Recorded information ::

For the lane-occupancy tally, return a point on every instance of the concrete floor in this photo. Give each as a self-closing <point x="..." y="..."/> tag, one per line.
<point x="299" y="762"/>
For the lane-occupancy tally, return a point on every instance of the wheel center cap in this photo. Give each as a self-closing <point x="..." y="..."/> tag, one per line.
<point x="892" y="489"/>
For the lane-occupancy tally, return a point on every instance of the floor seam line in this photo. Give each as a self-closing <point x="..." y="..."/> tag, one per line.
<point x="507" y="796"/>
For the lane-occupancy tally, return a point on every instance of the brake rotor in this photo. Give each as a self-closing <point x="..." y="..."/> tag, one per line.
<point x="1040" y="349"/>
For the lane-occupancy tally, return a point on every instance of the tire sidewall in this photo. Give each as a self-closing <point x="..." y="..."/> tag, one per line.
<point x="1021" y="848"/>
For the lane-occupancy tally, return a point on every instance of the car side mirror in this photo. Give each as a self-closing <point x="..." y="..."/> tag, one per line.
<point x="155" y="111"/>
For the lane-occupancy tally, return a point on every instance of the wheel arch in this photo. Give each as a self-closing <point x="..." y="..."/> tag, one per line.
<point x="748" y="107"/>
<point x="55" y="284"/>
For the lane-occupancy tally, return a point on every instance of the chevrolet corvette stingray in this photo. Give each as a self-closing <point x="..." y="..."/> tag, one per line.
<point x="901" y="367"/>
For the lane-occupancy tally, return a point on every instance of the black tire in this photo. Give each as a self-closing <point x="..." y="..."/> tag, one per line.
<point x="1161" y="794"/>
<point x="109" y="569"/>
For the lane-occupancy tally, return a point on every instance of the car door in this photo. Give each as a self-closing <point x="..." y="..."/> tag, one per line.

Work instructions ::
Using the data above, repeat every line exactly.

Finished task ::
For the lane-occupancy tally, return a point on every instance of the concrete floor in this photo. Give each as a self-closing <point x="..." y="..."/> tag, one per line.
<point x="299" y="762"/>
For the lane-occupancy tally, return a point on every instance of the wheel center cap in this photo. Give each as a self-closing <point x="..." y="..."/> tag, one per line.
<point x="892" y="489"/>
For the lane-occupancy tally, return a point on every instance of the floor seam line in this photo. Give each as a self-closing <point x="..." y="..."/> tag, one per line.
<point x="507" y="796"/>
For the lane-occupancy tally, return a point on every instance of the brake rotor in this photo. Give each as a self-closing <point x="..." y="..."/> tag, one per line.
<point x="1040" y="349"/>
For the lane-occupancy tally, return a point on every instance of the tire sidewall in this photo. Give each as a self-closing <point x="..." y="..."/> tag, one per line.
<point x="1021" y="848"/>
For the lane-occupancy tally, return a point on every instance of the car side mirror in this photo. Give each as a self-closing <point x="..." y="..."/> tag, one per line.
<point x="155" y="111"/>
For the lane-occupancy tally, return a point on every instance of the wheel arch in this photo. Give each as a self-closing <point x="..." y="..."/> tag, one per line.
<point x="748" y="107"/>
<point x="55" y="284"/>
For the lane-occupancy tally, return a point on every instance of the chevrolet corvette stingray in this photo. Give each as a self-closing <point x="..." y="..."/> tag, one per line.
<point x="901" y="367"/>
For the lane-occupancy tally, return a point on every instance of the black tire in this photo. Give each as a self-closing <point x="..." y="..."/> tag, one per line.
<point x="1161" y="794"/>
<point x="109" y="569"/>
For the lane-occupancy tally, return a point on every instance of the car door in this photo. Give each as a self-closing <point x="..." y="..."/> tag, one per line.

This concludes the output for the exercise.